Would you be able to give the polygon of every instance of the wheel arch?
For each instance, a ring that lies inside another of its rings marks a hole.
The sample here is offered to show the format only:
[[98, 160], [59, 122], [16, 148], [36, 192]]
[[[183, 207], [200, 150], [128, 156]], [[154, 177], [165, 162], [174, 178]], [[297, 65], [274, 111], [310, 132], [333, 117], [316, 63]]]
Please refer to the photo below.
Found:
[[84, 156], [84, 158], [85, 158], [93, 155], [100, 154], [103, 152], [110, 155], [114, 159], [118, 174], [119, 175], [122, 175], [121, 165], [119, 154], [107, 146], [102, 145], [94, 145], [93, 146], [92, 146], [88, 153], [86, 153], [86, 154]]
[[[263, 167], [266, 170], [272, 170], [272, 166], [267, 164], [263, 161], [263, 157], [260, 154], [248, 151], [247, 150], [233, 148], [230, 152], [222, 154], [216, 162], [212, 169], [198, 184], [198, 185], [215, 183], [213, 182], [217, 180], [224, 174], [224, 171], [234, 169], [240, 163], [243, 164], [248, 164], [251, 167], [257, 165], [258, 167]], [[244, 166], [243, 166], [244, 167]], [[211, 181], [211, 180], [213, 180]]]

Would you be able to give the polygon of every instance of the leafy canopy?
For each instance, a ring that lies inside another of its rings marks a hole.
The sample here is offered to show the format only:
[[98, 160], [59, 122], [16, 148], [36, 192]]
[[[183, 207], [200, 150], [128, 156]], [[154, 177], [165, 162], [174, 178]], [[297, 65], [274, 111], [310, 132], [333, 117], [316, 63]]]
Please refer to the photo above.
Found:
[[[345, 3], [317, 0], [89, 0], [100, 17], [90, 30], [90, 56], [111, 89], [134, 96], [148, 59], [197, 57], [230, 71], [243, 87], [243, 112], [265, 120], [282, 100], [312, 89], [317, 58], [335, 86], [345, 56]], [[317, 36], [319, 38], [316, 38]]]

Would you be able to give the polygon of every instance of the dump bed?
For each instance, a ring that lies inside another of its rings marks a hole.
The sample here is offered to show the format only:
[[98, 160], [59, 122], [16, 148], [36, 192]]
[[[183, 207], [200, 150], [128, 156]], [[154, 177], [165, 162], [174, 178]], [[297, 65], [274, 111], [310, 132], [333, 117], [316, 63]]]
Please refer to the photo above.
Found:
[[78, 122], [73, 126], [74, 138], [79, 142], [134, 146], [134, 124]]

* WORK INSTRUCTIONS:
Copy word for word the part of the entries that starts at the very beginning and ends with the line containing "38], [316, 38]]]", including that final line.

* FINISHED TASK:
Would you be able to give the polygon of every instance of the wheel arch?
For each instance, a ring that lies inside another of its rings marks a hole.
The sample here is offered to show the format only:
[[98, 160], [59, 122], [16, 148], [36, 192]]
[[[183, 207], [200, 150], [128, 156]], [[154, 177], [165, 162], [174, 178]], [[297, 65], [274, 111], [310, 132], [333, 117], [316, 63]]]
Please refer to the photo below.
Found:
[[84, 156], [84, 158], [85, 158], [93, 155], [100, 154], [103, 152], [110, 155], [114, 159], [118, 174], [119, 175], [122, 175], [121, 165], [119, 154], [107, 146], [102, 145], [94, 145], [93, 146], [92, 146], [88, 153], [86, 153], [86, 154]]
[[[263, 167], [266, 170], [272, 170], [272, 166], [267, 164], [263, 161], [263, 157], [260, 154], [248, 151], [247, 150], [233, 148], [230, 152], [222, 154], [216, 162], [212, 169], [198, 184], [198, 185], [215, 183], [213, 182], [217, 180], [224, 174], [224, 171], [234, 169], [240, 163], [243, 164], [248, 164], [251, 167], [257, 165], [258, 167]], [[244, 166], [243, 166], [244, 167]], [[211, 181], [211, 180], [213, 180]]]

Would you be able to give the polygon of every instance of the leafy canopy?
For each instance, a ring that lies inside another of its rings marks a hole.
The sample here is offered to show the format only:
[[98, 160], [59, 122], [16, 148], [36, 192]]
[[[183, 207], [200, 150], [128, 156]], [[154, 177], [165, 162], [174, 178]], [[297, 65], [274, 111], [310, 132], [333, 117], [316, 63]]]
Please refer to the photo above.
Found:
[[[345, 3], [317, 0], [89, 0], [100, 17], [90, 30], [90, 56], [111, 89], [134, 96], [148, 59], [197, 57], [230, 71], [243, 87], [243, 112], [265, 120], [282, 100], [312, 89], [317, 58], [335, 86], [345, 56]], [[317, 36], [319, 38], [316, 38]]]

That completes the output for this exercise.